▶ **Task**: Count the lines in the entries below that contain the string "book", treating uppercase and lowercase letters as different. Reply with the number alone.

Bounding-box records

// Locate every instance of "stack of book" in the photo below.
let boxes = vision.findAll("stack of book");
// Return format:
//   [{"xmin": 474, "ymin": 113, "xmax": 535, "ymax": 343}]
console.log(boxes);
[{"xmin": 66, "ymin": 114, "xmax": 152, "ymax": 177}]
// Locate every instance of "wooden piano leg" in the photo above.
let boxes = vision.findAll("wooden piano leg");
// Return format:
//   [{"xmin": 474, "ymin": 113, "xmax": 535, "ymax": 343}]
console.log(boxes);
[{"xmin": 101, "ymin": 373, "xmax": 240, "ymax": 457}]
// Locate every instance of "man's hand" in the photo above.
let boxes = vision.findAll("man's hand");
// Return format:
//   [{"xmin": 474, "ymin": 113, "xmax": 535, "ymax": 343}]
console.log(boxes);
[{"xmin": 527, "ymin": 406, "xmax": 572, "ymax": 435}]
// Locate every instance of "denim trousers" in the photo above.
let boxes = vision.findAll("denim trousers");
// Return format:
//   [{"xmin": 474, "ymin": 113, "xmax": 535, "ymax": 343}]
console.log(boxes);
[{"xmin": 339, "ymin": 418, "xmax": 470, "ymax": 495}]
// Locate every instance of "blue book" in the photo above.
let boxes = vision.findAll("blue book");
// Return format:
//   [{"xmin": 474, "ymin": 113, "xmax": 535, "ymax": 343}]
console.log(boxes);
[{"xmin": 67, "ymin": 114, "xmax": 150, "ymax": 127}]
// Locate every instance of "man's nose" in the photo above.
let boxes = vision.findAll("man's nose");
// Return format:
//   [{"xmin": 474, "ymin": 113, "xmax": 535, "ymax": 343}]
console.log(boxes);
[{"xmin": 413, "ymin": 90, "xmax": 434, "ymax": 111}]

▶ **Reply**: 4